Task details =>
Repeat only what appears from the line containing "Pick out the man's" through the last line of the listing below, exactly as written.

Working data =>
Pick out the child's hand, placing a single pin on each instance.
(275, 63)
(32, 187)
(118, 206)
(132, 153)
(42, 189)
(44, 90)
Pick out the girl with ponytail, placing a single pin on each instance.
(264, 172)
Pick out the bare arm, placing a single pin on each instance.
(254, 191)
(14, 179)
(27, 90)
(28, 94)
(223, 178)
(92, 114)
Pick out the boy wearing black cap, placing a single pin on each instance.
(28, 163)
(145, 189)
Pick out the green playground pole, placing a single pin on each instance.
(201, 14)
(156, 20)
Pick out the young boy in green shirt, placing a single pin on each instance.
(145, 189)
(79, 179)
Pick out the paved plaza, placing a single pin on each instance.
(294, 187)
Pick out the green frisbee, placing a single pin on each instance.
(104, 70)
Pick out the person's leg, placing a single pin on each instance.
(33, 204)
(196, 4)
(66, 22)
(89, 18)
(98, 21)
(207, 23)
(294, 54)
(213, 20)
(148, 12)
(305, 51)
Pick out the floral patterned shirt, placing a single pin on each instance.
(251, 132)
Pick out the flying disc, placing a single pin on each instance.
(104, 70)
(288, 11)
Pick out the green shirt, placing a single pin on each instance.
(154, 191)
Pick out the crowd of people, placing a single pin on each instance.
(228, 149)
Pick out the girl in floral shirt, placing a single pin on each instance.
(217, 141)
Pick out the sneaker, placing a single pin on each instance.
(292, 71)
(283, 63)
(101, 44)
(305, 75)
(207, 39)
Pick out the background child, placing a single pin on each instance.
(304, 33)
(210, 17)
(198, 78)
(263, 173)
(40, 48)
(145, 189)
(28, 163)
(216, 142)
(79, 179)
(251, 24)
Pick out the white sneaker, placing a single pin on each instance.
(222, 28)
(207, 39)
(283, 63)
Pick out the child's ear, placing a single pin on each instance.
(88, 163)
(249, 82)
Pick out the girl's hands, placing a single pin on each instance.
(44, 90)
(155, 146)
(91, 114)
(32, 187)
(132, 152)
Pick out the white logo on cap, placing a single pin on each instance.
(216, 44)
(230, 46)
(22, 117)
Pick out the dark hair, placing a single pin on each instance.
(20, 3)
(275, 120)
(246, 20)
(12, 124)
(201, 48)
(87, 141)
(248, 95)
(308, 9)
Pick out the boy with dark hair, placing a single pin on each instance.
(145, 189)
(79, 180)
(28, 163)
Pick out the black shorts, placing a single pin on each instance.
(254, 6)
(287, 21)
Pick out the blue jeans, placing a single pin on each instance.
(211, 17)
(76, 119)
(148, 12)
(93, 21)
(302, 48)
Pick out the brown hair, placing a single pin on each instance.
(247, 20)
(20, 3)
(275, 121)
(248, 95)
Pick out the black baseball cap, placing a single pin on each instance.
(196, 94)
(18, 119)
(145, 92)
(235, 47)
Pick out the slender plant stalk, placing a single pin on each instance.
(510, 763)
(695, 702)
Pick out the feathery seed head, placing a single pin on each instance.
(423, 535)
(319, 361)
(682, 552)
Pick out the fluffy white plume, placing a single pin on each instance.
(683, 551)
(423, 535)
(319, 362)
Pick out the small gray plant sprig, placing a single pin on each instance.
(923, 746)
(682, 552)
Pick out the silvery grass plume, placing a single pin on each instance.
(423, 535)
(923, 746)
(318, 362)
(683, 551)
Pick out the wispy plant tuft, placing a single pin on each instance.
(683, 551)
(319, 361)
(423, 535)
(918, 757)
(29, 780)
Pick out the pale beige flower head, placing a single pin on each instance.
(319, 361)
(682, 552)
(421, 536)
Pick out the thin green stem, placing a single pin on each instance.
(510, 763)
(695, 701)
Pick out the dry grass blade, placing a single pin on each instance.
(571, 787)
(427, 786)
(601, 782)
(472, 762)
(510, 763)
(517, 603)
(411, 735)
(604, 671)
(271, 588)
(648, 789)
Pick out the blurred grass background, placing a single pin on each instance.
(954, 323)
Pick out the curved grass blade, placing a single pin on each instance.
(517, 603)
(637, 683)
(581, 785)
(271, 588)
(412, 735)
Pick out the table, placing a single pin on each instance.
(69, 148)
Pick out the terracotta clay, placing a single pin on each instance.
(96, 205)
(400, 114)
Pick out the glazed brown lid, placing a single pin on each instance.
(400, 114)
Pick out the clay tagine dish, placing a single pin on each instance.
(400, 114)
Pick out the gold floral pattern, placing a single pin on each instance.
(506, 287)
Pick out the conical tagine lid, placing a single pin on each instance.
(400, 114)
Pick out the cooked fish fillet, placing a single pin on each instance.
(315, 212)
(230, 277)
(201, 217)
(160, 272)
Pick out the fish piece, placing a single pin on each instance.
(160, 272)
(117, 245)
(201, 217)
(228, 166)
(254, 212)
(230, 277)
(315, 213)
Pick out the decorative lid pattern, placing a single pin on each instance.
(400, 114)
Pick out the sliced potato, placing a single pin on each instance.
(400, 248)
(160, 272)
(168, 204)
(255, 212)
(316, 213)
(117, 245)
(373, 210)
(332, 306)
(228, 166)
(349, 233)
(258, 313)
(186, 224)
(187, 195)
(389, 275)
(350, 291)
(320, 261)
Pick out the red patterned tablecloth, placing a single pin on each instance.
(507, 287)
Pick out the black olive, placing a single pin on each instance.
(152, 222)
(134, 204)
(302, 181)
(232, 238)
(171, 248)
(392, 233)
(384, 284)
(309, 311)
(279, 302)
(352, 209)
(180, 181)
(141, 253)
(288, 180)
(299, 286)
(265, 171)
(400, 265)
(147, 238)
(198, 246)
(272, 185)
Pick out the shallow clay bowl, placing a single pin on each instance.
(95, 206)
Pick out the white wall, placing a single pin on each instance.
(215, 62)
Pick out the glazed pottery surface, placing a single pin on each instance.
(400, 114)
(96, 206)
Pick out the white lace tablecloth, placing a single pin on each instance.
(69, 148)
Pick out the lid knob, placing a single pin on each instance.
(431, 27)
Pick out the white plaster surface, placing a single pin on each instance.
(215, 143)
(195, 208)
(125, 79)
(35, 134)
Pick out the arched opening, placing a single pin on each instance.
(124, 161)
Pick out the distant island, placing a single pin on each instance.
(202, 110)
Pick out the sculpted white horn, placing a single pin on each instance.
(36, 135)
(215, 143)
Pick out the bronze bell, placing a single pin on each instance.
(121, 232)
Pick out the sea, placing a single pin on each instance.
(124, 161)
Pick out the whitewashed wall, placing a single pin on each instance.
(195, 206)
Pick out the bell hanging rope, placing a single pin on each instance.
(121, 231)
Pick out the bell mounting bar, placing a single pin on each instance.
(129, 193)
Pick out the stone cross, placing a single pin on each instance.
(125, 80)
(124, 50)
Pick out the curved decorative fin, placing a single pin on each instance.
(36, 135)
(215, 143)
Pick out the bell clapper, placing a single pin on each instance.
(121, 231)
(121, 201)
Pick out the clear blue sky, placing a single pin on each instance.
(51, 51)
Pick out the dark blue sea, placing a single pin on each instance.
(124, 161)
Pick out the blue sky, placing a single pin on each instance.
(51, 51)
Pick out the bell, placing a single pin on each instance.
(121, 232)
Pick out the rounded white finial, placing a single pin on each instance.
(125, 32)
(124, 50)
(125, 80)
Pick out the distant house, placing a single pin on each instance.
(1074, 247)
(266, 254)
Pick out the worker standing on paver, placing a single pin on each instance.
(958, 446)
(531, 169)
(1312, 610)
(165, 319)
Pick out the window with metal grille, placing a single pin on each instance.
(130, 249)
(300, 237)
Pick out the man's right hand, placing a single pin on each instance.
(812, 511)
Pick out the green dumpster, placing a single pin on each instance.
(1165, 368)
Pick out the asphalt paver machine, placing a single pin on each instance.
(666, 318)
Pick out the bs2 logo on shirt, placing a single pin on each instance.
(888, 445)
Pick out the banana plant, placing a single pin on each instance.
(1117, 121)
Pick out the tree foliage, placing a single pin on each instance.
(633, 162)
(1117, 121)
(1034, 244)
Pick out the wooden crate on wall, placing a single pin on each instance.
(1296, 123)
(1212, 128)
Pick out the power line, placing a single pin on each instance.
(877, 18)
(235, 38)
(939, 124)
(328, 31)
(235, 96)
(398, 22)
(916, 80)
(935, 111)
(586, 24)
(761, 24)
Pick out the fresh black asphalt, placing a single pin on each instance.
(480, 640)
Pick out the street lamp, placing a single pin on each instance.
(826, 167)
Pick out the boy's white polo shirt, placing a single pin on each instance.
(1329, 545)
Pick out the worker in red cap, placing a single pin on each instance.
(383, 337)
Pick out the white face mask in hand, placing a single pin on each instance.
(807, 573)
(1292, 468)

Solved exercise =>
Pick out the man's right hand, placing a single pin on each instance.
(812, 511)
Pick out the green dumpster, placing a single pin on each instance.
(1165, 368)
Pick out the asphalt paver machine, placing a single pin on each instance.
(666, 318)
Pick out the bs2 logo on shirt, placing a single pin on each instance.
(888, 445)
Pick out the banana plant, placing a single pin on each instance.
(1117, 121)
Pick out the tree foliage, placing a single pin on each instance.
(633, 162)
(1117, 121)
(1034, 244)
Pick out the wooden crate on wall, placing a single pin on each instance.
(1296, 123)
(1212, 128)
Pick out the power line, placing a single pin on each instance.
(877, 18)
(235, 38)
(939, 124)
(328, 31)
(235, 96)
(398, 22)
(916, 80)
(935, 111)
(586, 24)
(761, 24)
Pick out the fresh black asphalt, placing a single pin on each instance.
(480, 640)
Pick out the street lamp, placing a single pin on each instance.
(826, 167)
Pick out the boy's white polo shirt, placing a single pin on each instance.
(1329, 545)
Pick out the worker in red cap, placing a single pin on each instance.
(383, 337)
Pick out the white face mask in hand, placing a single pin on each instance.
(807, 573)
(1292, 468)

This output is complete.